## [EXERCISE AIM]
Pick up the famous-quotes post below where it stops and keep writing it.

Famous quotes

"depression is a luxury you can't afford", the exwife. "it looked just like Pipeline", every grom looking at a hollow little beach break left at their beach.

Enrique…who was running the Brazo camp on Asu told me the new Bawa breaks ‘just like chopes’…but it’s a right man?

here is a famous quote some will recognise some wont

none the less a quote  that a lot failed to keep?

 

Every day I
go out into the shaping room, turn on the sidelights, put a blank on
the racks, and draw out a planshape. I listen to and talk with surfers
about design and construction every single day. I hear about every soft
spot, every buckled board, and every sticky turn. At the end of each
evening, I blow the dust off, turn off the lights, and leave behind in
the darkened shaping bay another new surfboard.

 

1. Do not argue with an idiot. He will drag you down to his level and beat you with experience.
 
2. Going to church doesn't make you a Christian any more than standing in a garage makes you a car.
 
3. The last thing I want to do is hurt you. But it's still on the list.
 
4. If I agreed with you we'd both be wrong.
 
5. We never really grow up, we only learn how to act in public.
 
6. War does not determine who is right - only who is left.
 
7. Knowledge is knowing a tomato is a fruit; Wisdom is not putting it in a fruit salad.
 
8. Evening news is where they begin with 'Good evening', and then proceed to tell you why it isn't.

## [Items from a data source]
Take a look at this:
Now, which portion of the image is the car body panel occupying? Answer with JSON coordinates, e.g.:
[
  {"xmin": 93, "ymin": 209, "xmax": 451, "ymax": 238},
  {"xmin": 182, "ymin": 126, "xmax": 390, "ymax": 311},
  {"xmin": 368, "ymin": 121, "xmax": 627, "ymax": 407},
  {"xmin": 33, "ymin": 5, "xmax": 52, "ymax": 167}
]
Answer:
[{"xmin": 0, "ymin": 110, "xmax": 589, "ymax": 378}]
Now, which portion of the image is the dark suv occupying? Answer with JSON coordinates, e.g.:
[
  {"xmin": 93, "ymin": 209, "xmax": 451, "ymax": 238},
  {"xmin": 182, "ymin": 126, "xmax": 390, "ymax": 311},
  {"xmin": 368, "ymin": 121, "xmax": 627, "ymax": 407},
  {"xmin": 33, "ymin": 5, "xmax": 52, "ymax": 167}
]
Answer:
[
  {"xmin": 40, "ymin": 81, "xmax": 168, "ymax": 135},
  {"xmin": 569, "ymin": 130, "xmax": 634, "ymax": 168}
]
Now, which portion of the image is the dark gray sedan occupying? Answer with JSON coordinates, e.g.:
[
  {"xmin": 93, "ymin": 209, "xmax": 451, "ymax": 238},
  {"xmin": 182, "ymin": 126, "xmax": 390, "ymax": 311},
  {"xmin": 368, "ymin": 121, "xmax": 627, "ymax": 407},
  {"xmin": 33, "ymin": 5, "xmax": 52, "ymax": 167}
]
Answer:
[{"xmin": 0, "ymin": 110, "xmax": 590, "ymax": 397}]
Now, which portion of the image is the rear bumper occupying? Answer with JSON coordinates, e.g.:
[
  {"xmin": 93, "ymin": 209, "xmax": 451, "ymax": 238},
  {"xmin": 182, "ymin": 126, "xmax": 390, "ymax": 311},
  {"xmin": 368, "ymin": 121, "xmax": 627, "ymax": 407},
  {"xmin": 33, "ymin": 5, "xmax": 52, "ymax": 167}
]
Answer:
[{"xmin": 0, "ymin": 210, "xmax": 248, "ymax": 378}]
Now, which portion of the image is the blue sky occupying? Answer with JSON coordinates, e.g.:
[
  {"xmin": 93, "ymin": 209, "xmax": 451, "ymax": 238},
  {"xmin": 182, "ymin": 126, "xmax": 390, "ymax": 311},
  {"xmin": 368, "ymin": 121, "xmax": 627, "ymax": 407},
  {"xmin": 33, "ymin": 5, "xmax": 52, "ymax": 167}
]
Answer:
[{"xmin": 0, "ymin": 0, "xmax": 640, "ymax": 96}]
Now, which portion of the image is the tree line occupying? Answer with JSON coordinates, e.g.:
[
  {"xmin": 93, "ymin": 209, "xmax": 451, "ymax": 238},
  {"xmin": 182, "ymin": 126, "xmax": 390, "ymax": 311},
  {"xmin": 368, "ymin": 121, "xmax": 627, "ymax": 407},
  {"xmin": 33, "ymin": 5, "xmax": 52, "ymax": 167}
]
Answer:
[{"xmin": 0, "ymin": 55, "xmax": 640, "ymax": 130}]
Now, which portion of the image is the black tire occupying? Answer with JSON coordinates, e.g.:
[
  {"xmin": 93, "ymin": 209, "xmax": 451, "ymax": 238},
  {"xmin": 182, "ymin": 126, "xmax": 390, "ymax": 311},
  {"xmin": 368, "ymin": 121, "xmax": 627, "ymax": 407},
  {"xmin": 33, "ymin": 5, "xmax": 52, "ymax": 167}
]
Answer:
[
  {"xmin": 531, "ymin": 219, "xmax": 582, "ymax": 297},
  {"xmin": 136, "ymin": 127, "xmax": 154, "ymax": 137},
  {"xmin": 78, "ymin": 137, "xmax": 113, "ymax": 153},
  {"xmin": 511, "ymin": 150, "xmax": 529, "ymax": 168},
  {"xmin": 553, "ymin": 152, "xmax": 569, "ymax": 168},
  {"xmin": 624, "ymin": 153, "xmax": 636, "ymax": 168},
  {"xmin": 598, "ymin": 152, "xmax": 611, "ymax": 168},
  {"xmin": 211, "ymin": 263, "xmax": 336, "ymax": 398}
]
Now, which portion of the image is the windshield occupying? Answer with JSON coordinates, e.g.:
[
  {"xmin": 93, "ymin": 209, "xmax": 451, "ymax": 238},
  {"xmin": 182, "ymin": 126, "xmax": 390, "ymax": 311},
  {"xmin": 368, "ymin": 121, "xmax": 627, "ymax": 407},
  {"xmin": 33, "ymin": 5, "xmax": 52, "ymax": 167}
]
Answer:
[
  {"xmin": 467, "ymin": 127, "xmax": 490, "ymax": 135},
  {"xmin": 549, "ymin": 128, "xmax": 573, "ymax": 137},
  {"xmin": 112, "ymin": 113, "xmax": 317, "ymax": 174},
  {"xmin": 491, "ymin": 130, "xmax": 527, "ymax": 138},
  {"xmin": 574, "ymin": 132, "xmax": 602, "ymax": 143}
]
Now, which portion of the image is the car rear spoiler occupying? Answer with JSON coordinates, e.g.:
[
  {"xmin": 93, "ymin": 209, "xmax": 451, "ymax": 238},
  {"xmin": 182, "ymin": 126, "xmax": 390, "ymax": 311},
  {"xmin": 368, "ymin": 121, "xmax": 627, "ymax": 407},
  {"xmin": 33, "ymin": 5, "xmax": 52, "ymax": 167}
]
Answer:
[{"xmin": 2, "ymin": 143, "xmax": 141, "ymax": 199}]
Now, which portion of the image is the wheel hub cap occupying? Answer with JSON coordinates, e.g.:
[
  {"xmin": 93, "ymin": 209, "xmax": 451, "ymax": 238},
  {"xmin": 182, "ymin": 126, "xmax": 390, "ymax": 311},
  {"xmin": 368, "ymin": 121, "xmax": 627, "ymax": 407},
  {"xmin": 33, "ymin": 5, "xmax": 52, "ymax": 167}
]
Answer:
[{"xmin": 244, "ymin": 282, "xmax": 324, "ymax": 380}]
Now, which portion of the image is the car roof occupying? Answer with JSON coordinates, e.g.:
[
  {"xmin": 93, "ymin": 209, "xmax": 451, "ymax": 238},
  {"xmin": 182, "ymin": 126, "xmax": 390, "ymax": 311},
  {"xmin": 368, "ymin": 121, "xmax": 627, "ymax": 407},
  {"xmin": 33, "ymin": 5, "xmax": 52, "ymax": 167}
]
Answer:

## [RESPONSE TO THE TASK]
 
9. A bus station is where a bus stops. A train station is where a train stops.  On my desk, I have a work station.
 
10. How is it one careless match can start a forest fire, but it takes a whole box to start a campfire?
 
11. Dolphins are so smart that within a few weeks of captivity, they can train people to stand on the very edge of the pool and throw them fish.
 
12. I thought I wanted a career, turns out I just wanted pay checks.
 
13. Whenever I fill out an application, in the part that says "In an emergency, notify:" I put "Doctor".
 
14. I didn't say it was your fault, I said I was blaming you.
 
15. Behind every successful man is his woman. Behind the fall of a successful man is usually another woman.
 
16. You do not need a parachute to skydive. You only need a parachute to skydive twice.
 
17. The voices in my head may not be real, but they have some good ideas!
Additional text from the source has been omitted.